* **EXERCISE DESCRIPTION**:
Please copy out all the rows below with "instance" replaced by "occurrence" wherever it appears, changing nothing else, and leave out the pictures.

* **GIVEN DATA**:
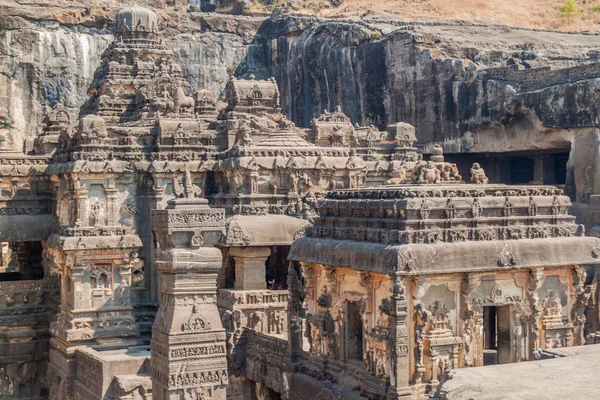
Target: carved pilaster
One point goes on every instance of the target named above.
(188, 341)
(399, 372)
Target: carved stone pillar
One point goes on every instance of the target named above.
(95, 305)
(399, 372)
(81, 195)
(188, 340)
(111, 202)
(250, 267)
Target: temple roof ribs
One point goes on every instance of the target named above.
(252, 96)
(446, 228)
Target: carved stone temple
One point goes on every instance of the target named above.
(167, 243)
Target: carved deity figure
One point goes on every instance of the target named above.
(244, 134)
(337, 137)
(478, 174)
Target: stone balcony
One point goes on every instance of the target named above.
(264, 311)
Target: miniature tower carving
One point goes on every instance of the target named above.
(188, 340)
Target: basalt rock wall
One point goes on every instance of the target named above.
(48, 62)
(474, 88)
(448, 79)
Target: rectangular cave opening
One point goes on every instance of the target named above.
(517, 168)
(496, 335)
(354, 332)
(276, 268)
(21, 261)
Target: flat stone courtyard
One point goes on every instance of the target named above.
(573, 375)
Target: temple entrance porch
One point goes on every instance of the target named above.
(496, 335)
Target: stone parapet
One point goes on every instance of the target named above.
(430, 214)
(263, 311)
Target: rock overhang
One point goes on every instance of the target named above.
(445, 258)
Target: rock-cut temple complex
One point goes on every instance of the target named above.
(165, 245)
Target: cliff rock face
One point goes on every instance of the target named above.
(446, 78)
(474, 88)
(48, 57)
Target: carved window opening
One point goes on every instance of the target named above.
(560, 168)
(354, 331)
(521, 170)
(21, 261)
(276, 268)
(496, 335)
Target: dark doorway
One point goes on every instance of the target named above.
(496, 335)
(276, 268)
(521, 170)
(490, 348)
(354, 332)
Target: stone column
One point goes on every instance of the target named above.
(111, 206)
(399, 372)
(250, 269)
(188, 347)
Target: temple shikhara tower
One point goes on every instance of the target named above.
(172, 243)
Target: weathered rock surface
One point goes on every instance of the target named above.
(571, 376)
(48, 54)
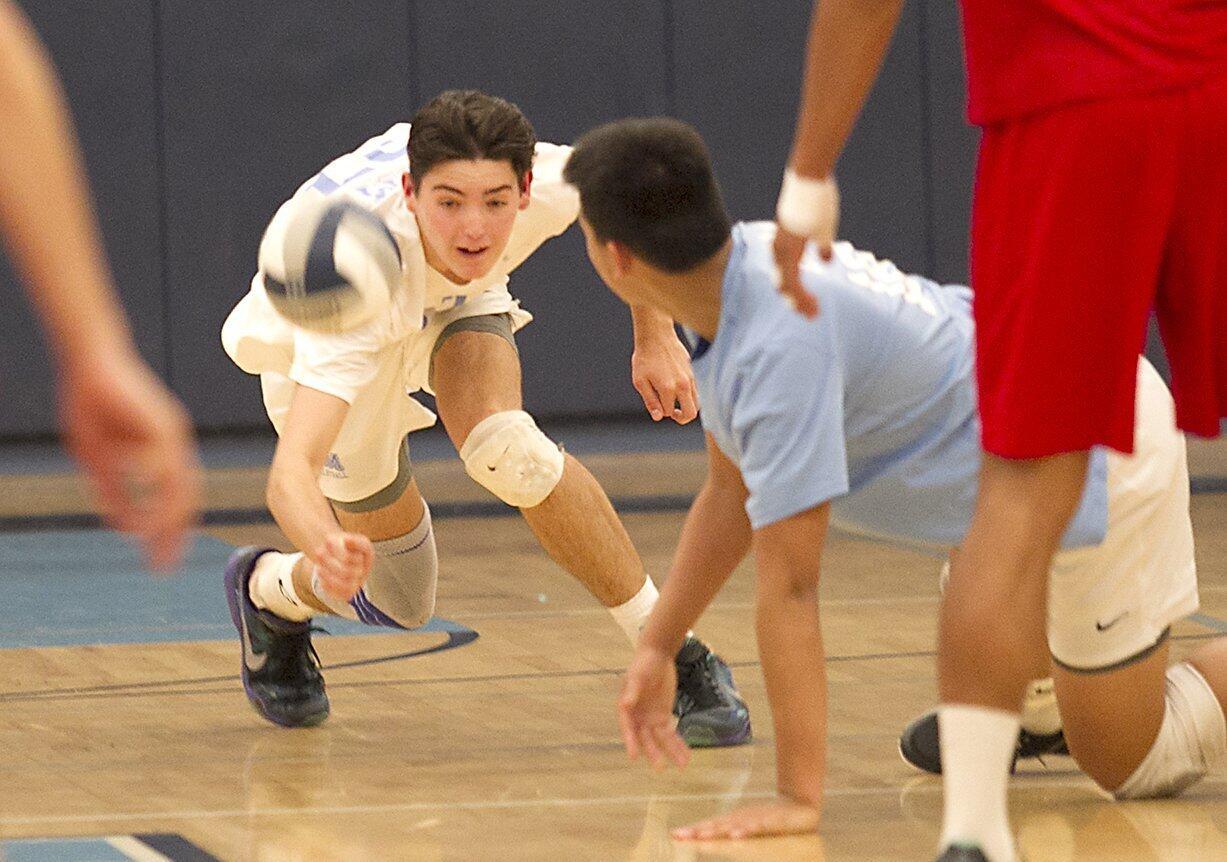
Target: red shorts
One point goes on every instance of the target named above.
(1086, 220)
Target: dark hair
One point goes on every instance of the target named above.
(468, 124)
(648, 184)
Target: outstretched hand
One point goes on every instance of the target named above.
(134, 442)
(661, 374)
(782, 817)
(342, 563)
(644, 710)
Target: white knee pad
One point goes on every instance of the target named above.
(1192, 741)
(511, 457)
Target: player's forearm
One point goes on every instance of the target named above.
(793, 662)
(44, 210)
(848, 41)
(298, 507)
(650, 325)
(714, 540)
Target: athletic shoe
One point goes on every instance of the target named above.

* **TASK SOLUTION**:
Target: carved pilaster
One point goes on every occurrence of the target named above.
(188, 341)
(399, 372)
Target: carved stone pillar
One point goes on every occurrence of the target named above.
(95, 305)
(399, 372)
(81, 195)
(188, 340)
(111, 202)
(250, 267)
Target: temple roof ribs
One point goes on every occurrence of the target named above.
(252, 96)
(446, 228)
Target: carved stone temple
One point goes on every occurrence of the target named above.
(167, 243)
Target: carved deity figure
One point goes on every occurrence of the target named above.
(244, 134)
(337, 137)
(478, 174)
Target: stone balcony
One point goes on every occurrence of the target named above.
(264, 311)
Target: miniature tower carving
One point goes on every occurrence of the target named above.
(188, 340)
Target: basalt rock wall
One point goes on every occurrence of the target named above.
(48, 62)
(474, 88)
(448, 79)
Target: rectangular cave opening
One point goes on every occurrence of the target named above.
(517, 168)
(496, 335)
(354, 332)
(276, 268)
(21, 261)
Target: flat stone courtyard
One point goes on every occurrence of the target named above.
(573, 375)
Target: temple entrance porch
One point goes on every occurrence of the target named above.
(496, 335)
Target: stone parapet
One point goes on every occurrence of the target named above.
(430, 214)
(263, 311)
Target: rock overhang
One point goes on every occurrence of the target named above.
(445, 258)
Target: rock-cut temple complex
One point goes on every occurrence of the target named above.
(165, 245)
Target: cliff rock face
One point goes on every occurrence of the target named above.
(446, 78)
(474, 88)
(48, 57)
Target: carved window opening
One point goes on every occurrence of the target named above.
(560, 168)
(354, 331)
(521, 170)
(21, 261)
(276, 268)
(496, 335)
Target: dark doorway
One point goes on every occurrence of the target named above.
(496, 335)
(276, 268)
(521, 170)
(490, 348)
(354, 332)
Target: stone column
One point goes on every occurrence of the target named above.
(111, 206)
(399, 372)
(250, 269)
(188, 347)
Target: temple shikhara tower
One point goes on every occurrence of the target named above.
(172, 243)
Target: weathered rock surface
One point goes on every occurrence of the target named above.
(571, 376)
(48, 54)
Target: red shorts
One point goes on every occurrence of the target named above.
(1086, 220)
Target: dark hair
One point goes on every occurrence of the target named above.
(468, 124)
(648, 184)
Target: outstretched hand
One point goes on every occurrence of the target named above.
(134, 442)
(661, 374)
(782, 817)
(342, 563)
(644, 710)
Target: white knee pad
One point goes on every occurrence of the target named above.
(1192, 741)
(511, 457)
Target: player's forearm
One point goes on every occurrence of the target named above.
(793, 662)
(44, 210)
(848, 41)
(298, 507)
(650, 325)
(714, 540)
Target: athletic shoe
One point goes on every occurrence of the target named above.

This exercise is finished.